**Object point labels**:
>> START

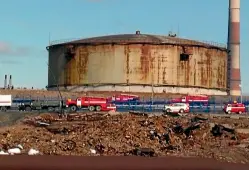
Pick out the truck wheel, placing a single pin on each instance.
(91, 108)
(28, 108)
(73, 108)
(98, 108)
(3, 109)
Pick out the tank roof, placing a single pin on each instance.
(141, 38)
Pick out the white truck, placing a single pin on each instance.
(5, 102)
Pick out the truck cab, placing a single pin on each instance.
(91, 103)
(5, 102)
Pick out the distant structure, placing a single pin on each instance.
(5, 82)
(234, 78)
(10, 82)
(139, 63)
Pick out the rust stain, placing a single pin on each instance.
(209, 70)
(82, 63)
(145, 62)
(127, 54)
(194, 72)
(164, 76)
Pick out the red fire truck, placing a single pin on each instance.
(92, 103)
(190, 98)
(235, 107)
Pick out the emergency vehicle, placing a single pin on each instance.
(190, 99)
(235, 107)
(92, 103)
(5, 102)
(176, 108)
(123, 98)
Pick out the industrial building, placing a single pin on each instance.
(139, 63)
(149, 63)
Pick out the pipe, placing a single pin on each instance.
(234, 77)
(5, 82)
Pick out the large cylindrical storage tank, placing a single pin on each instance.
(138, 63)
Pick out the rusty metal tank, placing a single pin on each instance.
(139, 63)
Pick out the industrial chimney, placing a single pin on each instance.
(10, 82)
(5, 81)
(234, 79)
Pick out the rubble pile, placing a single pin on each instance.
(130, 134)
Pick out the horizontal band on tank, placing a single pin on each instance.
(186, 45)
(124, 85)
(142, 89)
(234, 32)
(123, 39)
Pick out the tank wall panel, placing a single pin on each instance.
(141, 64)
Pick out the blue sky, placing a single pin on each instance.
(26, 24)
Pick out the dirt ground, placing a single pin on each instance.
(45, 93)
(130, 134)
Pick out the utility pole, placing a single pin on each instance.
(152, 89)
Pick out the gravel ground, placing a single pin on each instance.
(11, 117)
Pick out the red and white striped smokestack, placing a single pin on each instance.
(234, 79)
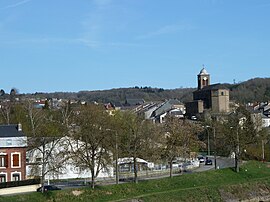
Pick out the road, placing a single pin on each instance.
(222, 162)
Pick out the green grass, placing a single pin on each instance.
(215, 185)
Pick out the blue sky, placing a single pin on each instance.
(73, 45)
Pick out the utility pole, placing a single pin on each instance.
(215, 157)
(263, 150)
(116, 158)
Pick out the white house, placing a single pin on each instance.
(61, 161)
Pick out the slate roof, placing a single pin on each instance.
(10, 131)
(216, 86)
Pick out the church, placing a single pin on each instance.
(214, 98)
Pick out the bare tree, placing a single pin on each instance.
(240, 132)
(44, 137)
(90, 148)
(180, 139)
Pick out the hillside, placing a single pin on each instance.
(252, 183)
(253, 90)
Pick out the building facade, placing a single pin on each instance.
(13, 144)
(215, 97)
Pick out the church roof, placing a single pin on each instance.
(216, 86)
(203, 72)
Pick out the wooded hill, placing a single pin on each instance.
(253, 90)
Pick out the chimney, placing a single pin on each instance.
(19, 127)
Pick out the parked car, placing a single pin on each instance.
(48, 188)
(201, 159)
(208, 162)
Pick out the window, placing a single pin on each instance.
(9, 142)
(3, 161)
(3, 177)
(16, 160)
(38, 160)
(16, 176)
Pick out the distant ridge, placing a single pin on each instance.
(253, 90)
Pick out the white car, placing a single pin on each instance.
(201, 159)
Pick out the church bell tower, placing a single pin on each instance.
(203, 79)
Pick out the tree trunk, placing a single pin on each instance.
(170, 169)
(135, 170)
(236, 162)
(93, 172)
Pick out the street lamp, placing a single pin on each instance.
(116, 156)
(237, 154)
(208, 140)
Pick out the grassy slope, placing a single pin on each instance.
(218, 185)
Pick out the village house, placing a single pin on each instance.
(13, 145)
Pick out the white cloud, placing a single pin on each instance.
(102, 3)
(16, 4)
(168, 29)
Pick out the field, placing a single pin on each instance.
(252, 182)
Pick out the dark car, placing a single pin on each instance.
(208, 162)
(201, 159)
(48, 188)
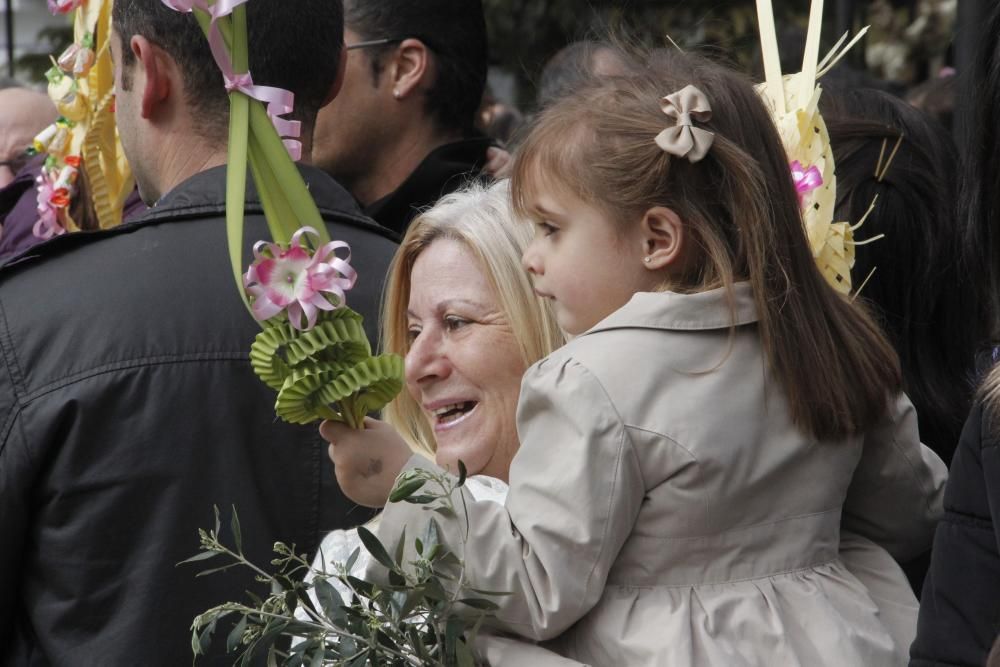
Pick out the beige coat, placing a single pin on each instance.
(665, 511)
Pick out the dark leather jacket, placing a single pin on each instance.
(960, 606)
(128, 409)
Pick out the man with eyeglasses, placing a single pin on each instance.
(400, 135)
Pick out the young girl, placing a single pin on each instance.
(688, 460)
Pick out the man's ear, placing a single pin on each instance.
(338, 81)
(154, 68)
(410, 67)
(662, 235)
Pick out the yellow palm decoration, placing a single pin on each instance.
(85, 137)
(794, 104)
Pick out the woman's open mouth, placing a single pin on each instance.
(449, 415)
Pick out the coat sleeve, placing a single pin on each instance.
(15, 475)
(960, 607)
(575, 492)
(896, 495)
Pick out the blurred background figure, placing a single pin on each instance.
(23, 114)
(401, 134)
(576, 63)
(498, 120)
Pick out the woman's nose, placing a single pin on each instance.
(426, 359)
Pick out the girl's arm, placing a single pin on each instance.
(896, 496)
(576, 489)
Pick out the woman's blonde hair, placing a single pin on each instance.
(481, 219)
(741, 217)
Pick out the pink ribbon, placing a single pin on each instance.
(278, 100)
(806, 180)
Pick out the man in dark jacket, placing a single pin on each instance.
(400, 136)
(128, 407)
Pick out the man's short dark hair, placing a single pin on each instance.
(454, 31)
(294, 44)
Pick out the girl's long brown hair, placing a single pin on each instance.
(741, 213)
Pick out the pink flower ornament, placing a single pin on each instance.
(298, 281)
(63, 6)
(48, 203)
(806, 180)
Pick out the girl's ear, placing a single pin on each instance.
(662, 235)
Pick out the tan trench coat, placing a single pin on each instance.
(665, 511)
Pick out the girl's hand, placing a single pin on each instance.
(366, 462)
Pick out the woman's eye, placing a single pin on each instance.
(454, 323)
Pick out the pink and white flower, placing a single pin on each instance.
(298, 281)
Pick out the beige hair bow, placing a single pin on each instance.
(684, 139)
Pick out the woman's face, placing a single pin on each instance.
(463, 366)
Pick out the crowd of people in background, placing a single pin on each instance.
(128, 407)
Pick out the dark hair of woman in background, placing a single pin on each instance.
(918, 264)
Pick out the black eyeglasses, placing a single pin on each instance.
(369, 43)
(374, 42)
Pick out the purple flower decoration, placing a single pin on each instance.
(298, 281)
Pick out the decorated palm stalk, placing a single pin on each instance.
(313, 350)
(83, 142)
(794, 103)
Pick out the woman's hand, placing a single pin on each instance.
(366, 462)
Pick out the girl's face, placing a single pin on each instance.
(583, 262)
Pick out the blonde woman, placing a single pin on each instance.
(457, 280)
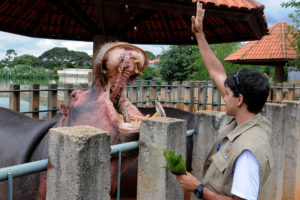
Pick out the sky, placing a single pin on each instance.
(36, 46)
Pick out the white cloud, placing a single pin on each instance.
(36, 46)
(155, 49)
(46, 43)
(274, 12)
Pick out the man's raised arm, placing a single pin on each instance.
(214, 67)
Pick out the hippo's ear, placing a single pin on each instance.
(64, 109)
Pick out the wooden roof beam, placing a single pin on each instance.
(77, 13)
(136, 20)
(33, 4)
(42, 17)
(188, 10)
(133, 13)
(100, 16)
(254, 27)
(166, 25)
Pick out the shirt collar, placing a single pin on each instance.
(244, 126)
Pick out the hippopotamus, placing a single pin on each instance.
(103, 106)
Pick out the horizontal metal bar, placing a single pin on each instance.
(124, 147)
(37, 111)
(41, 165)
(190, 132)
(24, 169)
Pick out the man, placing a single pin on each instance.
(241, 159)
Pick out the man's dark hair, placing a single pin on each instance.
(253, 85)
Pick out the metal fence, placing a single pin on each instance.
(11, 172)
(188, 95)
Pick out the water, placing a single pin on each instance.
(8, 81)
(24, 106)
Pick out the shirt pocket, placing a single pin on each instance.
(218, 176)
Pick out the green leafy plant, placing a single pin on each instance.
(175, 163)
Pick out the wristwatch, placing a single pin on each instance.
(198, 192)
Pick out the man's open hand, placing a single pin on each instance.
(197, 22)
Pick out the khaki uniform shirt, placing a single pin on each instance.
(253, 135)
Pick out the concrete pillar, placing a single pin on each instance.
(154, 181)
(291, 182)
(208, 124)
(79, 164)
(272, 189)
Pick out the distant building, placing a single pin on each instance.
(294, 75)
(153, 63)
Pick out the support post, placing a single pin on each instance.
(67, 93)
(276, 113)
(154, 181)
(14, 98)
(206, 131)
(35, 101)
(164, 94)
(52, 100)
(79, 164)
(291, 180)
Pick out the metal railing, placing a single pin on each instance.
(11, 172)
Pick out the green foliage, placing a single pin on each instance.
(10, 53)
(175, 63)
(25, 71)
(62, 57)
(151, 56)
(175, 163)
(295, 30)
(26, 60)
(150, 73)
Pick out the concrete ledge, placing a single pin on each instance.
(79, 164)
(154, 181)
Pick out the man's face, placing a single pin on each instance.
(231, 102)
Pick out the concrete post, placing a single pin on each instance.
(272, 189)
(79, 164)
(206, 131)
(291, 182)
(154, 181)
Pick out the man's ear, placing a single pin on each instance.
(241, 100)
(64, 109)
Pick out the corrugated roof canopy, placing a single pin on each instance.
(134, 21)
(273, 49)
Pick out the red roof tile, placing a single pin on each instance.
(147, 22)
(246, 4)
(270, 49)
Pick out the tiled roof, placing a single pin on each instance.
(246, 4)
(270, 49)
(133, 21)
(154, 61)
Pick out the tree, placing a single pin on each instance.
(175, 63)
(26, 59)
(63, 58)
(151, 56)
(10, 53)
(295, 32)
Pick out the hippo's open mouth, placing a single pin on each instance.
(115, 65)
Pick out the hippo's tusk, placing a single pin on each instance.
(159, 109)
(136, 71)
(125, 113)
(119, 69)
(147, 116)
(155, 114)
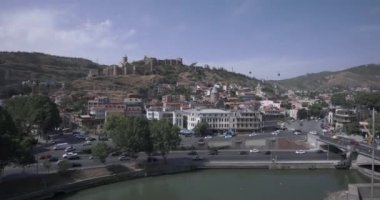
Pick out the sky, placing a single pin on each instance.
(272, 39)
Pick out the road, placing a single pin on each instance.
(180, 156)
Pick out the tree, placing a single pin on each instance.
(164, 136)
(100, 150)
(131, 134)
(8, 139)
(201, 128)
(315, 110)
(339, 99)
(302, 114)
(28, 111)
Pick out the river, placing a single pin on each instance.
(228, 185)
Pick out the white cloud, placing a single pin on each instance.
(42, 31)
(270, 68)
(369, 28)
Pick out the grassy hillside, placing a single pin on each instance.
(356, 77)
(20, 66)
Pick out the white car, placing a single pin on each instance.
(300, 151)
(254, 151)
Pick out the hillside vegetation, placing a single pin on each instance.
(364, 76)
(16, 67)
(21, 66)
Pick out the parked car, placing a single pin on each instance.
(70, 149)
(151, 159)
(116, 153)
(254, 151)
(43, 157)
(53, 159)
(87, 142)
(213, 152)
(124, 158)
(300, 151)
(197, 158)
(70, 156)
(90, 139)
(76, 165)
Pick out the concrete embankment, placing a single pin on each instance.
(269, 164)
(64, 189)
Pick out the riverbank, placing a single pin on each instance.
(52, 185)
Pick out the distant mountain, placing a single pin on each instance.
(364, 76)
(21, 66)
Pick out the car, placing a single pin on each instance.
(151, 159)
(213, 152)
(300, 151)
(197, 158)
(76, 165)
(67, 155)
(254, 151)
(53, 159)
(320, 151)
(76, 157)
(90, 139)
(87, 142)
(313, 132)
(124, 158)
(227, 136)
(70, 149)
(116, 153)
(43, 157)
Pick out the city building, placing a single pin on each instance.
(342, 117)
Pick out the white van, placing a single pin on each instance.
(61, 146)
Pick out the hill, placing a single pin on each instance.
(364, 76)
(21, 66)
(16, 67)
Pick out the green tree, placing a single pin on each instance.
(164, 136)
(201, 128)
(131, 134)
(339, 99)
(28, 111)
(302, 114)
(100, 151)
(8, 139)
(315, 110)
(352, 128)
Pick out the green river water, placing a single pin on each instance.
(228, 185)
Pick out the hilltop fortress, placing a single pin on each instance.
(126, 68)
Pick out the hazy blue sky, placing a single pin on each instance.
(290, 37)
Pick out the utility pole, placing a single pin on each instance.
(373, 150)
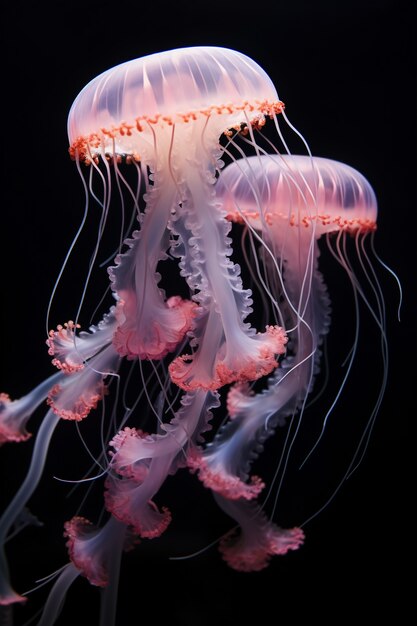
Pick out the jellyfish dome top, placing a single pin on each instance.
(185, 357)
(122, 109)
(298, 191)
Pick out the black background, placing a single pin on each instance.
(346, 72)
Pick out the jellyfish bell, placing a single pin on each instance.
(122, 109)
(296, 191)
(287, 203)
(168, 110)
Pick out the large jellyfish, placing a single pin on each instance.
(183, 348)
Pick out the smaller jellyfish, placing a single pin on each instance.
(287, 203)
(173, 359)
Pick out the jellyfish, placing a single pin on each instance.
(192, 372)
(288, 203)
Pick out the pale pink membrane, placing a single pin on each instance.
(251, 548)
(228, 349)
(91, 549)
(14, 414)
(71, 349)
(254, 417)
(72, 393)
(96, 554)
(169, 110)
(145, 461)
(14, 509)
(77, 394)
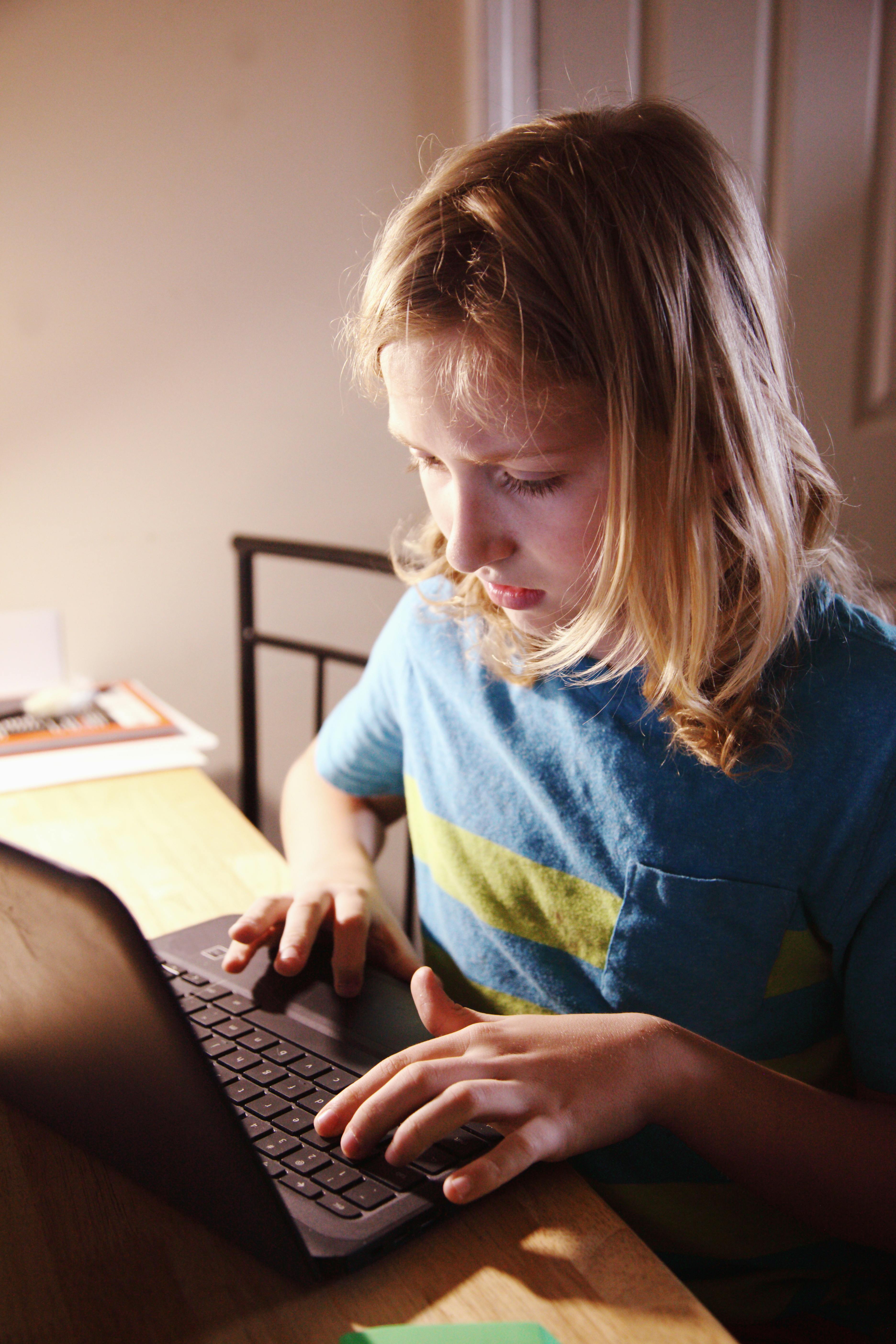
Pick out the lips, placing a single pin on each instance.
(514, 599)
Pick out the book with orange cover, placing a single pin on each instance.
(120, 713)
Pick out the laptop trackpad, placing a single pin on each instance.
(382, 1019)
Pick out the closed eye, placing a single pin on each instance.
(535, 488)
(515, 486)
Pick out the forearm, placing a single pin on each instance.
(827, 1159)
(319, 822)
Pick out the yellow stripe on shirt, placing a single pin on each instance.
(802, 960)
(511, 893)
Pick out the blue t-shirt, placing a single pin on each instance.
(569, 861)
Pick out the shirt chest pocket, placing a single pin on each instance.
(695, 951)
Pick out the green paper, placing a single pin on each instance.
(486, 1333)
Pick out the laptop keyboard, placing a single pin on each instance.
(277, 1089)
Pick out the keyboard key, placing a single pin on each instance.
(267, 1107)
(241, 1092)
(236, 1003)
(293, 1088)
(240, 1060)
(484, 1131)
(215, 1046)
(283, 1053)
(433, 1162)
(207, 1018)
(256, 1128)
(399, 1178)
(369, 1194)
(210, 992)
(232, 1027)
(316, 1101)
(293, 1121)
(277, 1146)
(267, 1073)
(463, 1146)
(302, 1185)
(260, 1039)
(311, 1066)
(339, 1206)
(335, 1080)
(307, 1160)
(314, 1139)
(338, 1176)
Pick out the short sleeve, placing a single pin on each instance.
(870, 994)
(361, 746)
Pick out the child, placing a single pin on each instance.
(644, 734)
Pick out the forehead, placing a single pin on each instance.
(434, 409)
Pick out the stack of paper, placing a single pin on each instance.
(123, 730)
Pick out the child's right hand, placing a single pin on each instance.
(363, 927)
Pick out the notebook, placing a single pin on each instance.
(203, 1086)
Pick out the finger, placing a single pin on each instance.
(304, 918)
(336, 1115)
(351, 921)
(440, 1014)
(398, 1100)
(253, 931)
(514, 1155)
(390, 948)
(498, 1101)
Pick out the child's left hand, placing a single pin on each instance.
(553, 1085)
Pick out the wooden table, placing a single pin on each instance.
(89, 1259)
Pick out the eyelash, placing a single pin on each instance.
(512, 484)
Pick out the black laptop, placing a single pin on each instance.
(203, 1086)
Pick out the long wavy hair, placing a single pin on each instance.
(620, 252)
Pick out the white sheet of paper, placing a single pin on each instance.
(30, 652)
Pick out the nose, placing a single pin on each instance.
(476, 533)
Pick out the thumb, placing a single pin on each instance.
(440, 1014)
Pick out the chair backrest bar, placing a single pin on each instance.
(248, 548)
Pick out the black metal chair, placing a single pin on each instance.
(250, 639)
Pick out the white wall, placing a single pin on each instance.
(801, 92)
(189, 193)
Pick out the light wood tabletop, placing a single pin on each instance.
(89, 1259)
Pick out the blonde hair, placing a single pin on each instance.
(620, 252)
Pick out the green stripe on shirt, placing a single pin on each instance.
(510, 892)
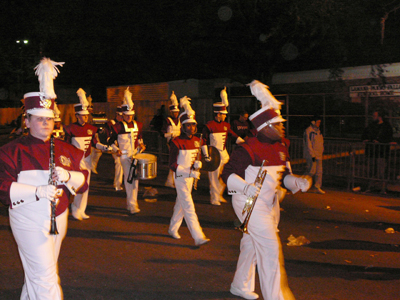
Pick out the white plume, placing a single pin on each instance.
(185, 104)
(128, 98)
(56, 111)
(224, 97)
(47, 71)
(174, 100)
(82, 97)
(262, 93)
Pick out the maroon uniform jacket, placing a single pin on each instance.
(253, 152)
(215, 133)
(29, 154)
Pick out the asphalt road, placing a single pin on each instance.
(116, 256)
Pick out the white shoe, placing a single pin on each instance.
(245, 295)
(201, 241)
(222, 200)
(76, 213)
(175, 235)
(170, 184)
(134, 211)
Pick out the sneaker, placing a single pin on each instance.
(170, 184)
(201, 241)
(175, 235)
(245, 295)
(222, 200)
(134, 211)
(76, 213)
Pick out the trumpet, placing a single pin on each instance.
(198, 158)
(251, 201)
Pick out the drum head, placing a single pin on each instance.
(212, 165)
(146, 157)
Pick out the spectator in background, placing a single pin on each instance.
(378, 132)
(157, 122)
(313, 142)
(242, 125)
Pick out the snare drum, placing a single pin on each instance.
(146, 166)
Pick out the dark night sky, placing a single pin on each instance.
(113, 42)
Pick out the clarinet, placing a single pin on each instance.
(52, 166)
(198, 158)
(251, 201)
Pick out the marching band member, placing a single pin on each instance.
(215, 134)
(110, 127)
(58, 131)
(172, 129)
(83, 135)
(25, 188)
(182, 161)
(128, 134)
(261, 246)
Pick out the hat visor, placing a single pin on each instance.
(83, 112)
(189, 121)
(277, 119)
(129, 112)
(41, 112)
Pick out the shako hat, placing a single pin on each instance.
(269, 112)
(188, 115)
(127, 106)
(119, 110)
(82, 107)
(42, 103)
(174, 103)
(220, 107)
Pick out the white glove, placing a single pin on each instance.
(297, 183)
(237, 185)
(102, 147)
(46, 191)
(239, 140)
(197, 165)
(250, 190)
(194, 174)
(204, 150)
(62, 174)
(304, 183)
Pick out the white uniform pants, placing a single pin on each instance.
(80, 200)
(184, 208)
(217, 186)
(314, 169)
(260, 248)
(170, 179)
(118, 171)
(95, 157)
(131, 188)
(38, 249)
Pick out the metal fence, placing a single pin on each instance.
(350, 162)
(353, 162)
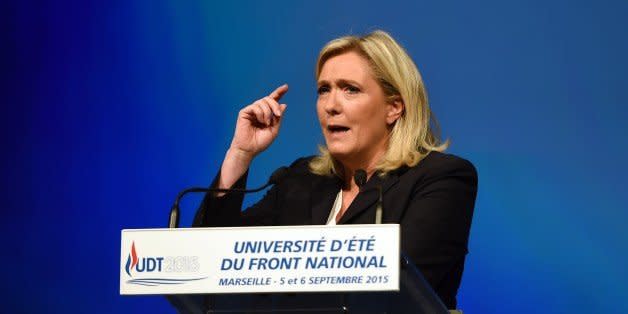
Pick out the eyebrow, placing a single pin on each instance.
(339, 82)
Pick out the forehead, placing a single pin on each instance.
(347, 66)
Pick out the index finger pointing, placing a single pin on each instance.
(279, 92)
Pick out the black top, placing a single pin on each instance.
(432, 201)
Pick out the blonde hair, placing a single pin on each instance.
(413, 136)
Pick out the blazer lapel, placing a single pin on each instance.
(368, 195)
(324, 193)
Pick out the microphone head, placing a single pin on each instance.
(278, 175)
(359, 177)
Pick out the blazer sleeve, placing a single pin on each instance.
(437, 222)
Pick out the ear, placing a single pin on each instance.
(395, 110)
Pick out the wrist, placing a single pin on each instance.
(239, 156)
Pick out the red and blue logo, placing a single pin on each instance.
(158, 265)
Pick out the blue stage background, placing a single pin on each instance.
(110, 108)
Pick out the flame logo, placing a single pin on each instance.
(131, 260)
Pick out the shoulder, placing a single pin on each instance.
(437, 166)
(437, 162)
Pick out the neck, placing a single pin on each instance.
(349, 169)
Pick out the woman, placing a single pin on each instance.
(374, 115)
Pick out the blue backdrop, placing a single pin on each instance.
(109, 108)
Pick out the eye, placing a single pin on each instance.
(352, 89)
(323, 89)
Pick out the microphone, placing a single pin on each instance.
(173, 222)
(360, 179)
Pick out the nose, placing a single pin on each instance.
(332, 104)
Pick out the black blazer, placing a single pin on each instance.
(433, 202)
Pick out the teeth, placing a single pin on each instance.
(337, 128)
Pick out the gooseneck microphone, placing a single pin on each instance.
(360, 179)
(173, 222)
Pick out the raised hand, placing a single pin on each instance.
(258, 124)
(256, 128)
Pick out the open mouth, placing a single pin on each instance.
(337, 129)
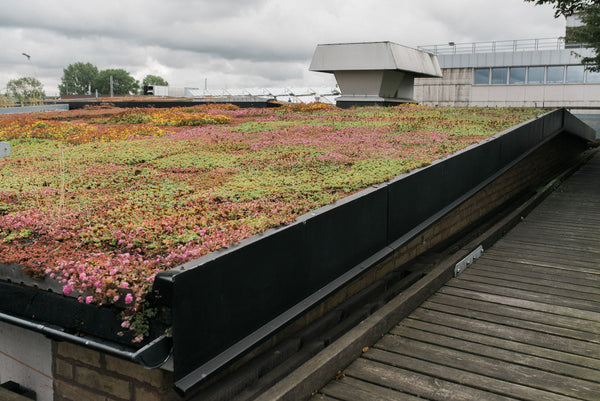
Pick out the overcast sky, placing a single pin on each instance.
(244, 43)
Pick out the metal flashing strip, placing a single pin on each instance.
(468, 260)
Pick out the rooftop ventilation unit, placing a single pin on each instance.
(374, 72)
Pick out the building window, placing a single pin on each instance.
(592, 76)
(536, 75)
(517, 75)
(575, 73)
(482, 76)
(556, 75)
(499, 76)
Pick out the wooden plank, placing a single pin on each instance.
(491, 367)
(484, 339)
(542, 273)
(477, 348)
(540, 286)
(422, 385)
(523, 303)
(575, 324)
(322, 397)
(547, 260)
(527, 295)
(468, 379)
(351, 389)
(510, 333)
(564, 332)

>> END

**Problem description**:
Output the line containing "Pick out the raised" and each line after it, through the end of the material, exactly as given. No pictures belong in the output.

**Response to this task**:
Pick out the raised hand, placing a single pin on each instance.
(258, 124)
(256, 128)
Pick out the open mouth, placing a single pin on each instance.
(337, 129)
Pick out the overcast sky, placing a single pin on each instance.
(244, 43)
Pick out the metal flashing strip, placing a single pin on each instance.
(468, 260)
Pick out the rooftop ventilation unit, placing a single pin on each instance.
(374, 72)
Pick out the building window, placing a single pin on each instance.
(592, 76)
(536, 75)
(517, 75)
(575, 73)
(482, 76)
(556, 75)
(499, 76)
Pick out the wooden plank, placing a single pin on each instance.
(491, 367)
(484, 339)
(542, 273)
(477, 348)
(540, 286)
(422, 385)
(523, 303)
(575, 324)
(322, 397)
(547, 260)
(527, 295)
(468, 379)
(351, 389)
(510, 333)
(564, 332)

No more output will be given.